INPUT FOR THIS TASK:
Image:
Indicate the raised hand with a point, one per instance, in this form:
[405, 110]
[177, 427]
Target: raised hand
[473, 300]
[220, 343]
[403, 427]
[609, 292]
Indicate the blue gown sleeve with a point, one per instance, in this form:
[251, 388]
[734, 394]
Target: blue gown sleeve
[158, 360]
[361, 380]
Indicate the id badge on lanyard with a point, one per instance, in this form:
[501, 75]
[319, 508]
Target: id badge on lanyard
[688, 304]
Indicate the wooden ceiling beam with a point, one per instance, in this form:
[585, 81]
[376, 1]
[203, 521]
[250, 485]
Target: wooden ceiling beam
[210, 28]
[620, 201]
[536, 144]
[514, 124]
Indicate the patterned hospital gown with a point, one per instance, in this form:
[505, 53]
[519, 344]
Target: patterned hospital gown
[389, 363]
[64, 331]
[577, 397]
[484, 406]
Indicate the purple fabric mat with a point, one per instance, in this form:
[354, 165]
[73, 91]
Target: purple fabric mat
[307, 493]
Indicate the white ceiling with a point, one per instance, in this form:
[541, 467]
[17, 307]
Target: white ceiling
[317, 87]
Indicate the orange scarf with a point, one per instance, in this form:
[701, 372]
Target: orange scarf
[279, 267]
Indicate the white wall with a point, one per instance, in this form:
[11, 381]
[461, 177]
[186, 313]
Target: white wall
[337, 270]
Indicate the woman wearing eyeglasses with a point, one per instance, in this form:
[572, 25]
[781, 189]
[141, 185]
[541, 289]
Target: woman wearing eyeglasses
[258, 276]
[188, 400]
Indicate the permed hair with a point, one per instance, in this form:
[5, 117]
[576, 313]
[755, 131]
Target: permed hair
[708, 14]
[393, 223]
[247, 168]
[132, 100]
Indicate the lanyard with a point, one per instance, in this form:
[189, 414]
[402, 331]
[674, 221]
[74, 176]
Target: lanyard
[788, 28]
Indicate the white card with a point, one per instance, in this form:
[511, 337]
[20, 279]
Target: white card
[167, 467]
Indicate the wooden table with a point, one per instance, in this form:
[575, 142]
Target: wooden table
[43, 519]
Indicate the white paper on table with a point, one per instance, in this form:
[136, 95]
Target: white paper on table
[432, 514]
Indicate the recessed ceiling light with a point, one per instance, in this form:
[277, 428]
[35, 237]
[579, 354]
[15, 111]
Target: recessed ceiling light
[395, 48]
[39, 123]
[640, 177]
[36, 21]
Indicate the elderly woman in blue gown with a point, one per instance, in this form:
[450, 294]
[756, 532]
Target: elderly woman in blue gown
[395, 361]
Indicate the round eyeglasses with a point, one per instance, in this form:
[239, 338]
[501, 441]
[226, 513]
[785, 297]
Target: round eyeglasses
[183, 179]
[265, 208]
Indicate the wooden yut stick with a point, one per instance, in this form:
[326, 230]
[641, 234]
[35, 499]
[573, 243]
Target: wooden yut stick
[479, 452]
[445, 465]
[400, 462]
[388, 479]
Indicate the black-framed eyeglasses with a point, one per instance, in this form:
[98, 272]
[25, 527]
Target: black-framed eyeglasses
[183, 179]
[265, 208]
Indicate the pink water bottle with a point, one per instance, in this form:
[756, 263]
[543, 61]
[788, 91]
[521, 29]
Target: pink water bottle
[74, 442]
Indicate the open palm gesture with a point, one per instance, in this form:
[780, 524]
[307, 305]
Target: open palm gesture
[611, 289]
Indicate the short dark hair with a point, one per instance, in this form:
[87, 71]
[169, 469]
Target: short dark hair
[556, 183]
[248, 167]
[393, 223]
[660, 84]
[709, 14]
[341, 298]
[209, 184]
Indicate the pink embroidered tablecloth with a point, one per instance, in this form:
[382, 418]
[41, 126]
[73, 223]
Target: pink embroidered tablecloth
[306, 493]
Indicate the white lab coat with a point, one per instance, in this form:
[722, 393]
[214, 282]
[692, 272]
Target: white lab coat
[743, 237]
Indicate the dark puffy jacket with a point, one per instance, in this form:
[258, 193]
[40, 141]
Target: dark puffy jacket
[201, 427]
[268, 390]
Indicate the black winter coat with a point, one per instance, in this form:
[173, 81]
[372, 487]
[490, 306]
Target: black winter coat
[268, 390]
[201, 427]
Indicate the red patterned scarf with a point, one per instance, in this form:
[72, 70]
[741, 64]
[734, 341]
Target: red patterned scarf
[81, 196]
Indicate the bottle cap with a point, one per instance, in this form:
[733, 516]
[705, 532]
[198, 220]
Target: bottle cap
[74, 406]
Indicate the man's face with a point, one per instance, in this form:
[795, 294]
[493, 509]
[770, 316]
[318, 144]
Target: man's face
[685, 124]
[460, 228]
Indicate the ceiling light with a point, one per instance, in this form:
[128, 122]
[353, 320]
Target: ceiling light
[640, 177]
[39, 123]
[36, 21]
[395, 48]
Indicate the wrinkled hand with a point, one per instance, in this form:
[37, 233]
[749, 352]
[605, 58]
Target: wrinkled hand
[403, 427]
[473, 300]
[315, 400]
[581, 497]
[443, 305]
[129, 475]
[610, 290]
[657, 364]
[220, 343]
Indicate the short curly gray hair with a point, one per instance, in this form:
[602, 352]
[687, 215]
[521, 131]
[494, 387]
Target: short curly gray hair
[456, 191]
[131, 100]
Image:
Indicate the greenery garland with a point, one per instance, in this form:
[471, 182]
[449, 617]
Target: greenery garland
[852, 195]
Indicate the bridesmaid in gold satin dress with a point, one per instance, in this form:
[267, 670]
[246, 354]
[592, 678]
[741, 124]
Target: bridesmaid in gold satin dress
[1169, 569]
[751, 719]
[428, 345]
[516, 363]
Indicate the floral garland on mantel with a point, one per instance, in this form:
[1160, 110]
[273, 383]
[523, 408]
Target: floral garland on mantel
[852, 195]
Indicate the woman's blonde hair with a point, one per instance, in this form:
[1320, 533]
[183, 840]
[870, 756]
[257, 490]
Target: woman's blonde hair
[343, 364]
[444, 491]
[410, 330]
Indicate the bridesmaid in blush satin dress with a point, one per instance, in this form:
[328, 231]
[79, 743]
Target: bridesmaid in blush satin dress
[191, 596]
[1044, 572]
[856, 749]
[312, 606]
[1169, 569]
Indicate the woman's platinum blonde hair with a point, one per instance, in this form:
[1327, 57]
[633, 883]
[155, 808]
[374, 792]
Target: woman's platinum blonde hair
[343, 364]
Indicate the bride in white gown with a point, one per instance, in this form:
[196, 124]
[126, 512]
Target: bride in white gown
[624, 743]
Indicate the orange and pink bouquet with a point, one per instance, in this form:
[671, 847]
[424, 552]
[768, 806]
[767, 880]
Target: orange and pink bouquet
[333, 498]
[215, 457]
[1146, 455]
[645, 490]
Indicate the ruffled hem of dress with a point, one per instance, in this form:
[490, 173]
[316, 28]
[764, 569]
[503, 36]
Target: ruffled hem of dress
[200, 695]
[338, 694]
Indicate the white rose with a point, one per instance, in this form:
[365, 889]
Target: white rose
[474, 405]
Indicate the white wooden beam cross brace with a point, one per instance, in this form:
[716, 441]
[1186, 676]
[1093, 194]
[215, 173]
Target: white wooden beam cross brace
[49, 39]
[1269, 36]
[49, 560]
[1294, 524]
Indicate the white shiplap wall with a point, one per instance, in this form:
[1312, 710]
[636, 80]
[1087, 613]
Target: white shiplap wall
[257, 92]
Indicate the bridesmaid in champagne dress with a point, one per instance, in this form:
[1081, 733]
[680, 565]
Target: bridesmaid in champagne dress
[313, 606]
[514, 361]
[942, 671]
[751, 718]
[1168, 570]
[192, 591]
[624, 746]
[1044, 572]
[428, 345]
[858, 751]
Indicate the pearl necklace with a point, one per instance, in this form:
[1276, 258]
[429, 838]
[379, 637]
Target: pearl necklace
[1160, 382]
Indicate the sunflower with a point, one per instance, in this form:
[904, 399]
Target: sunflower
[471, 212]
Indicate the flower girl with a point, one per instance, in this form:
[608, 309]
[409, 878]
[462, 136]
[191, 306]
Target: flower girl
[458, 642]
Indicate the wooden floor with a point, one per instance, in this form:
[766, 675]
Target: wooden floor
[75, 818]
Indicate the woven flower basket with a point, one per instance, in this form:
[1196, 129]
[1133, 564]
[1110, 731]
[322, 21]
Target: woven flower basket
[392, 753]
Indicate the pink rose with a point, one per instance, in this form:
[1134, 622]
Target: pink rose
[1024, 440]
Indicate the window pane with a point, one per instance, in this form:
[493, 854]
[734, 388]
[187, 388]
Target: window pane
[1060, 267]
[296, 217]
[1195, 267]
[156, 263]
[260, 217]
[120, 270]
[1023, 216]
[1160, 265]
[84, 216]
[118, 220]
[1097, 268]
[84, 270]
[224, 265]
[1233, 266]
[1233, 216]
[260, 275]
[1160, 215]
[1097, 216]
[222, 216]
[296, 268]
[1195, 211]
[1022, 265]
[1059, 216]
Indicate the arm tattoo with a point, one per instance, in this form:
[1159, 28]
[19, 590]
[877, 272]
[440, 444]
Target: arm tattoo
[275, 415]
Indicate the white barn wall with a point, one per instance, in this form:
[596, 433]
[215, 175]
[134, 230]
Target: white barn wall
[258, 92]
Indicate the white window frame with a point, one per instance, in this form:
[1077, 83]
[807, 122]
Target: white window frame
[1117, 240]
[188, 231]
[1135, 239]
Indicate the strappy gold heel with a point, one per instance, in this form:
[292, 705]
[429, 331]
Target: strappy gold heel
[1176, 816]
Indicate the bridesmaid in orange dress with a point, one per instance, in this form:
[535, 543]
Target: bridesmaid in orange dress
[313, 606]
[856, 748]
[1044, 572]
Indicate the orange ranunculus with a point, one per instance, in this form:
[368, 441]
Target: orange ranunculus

EXERCISE DETAILS: Convert the records above, starting at the line that contains "Indicate the white barn" and ending at the last line of the records, into a JSON list of strings with one string per line and blank lines omitted.

THE COMPLETED TASK:
[
  "Indicate the white barn wall with a point, one per instance, in this form:",
  "[596, 433]",
  "[215, 175]",
  "[134, 230]",
  "Target: white barn wall",
  "[258, 92]",
  "Indicate the white window frame with a point, one per instance, in this form:",
  "[1077, 83]",
  "[807, 122]",
  "Target: white window frame",
  "[1117, 240]",
  "[188, 231]",
  "[1135, 239]",
  "Indicate the strappy gold heel with a point, one per instance, in this form:",
  "[292, 705]",
  "[429, 331]",
  "Target: strappy gold heel",
  "[1176, 816]",
  "Indicate the bridesmaid in orange dress with a point, one per instance, in this form:",
  "[535, 543]",
  "Target: bridesmaid in orange dress",
  "[313, 606]",
  "[856, 748]",
  "[1044, 572]",
  "Indicate the orange ranunculus with a point, one per instance, in this form:",
  "[368, 441]",
  "Target: orange ranunculus"
]